Brano scelto:
_ _ _ _ _

Il Mezzogiorno è uscito dalla lunga recessione e nel 2016 ha consolidato la ripresa, registrando
una performance per il secondo anno superiore, se pur di poco, rispetto al resto del Paese.
L’industria manifatturiera meridionale è cresciuta al Sud nel biennio di oltre il 7%, più del
doppio del resto del Paese (3%); influiscono positivamente le politiche di sviluppo territoriale
mentre restano le difficoltà delle imprese del Sud ad accedere agli strumenti di politica
industriale nazionale. La stretta integrazione e interdipendenza tra Sud e Nord rafforza la
necessità di politiche meridionaliste per far crescere l’intero Paese. Ottima la performance
soprattutto al Sud delle esportazioni nel biennio 2015-2016
Le previsioni per il 2017 e il 2018 confermano che il Mezzogiorno è in grado di agganciare la
ripresa, facendo segnare tassi di crescita di poco inferiori a quelli del Centro-Nord.

_ _ _ _ _

Voci estratte:
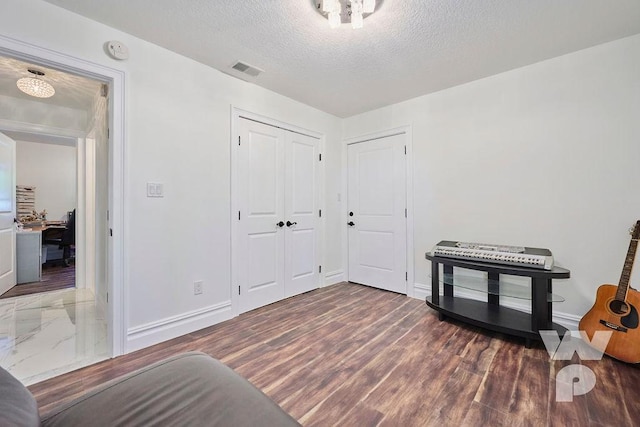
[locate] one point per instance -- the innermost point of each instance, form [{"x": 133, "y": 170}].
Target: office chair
[{"x": 64, "y": 239}]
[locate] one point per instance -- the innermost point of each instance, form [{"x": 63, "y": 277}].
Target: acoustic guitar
[{"x": 616, "y": 309}]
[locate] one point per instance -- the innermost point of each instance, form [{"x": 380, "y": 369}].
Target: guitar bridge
[{"x": 613, "y": 326}]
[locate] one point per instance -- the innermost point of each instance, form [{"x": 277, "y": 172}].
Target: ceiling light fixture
[
  {"x": 344, "y": 11},
  {"x": 35, "y": 86}
]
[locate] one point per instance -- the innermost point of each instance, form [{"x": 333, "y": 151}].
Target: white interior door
[
  {"x": 301, "y": 213},
  {"x": 377, "y": 209},
  {"x": 7, "y": 213},
  {"x": 261, "y": 202}
]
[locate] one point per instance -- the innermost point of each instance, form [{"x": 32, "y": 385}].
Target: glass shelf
[{"x": 503, "y": 288}]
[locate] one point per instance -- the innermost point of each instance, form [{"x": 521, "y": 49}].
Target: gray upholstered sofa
[{"x": 190, "y": 389}]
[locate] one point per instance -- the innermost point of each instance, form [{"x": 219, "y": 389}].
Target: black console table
[{"x": 491, "y": 315}]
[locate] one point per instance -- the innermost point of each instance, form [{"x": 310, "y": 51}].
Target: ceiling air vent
[{"x": 247, "y": 69}]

_ _ _ _ _

Compiti da svolgere:
• A. Secondo il brano sul Mezzogiorno, di quanto è cresciuta l'industria manifatturiera meridionale nel biennio?
• B. Estrai dal brano sul Mezzogiorno il testo che inizia con "L’industria manifatturiera meridionale" e termina con "quelli del Centro-Nord.".
Le voci non servono per svolgere i compiti.

Soluzioni dei compiti:
• A. Di oltre il 7%.

• B.
L’industria manifatturiera meridionale è cresciuta al Sud nel biennio di oltre il 7%, più del
doppio del resto del Paese (3%); influiscono positivamente le politiche di sviluppo territoriale
mentre restano le difficoltà delle imprese del Sud ad accedere agli strumenti di politica
industriale nazionale. La stretta integrazione e interdipendenza tra Sud e Nord rafforza la
necessità di politiche meridionaliste per far crescere l’intero Paese. Ottima la performance
soprattutto al Sud delle esportazioni nel biennio 2015-2016
Le previsioni per il 2017 e il 2018 confermano che il Mezzogiorno è in grado di agganciare la
ripresa, facendo segnare tassi di crescita di poco inferiori a quelli del Centro-Nord.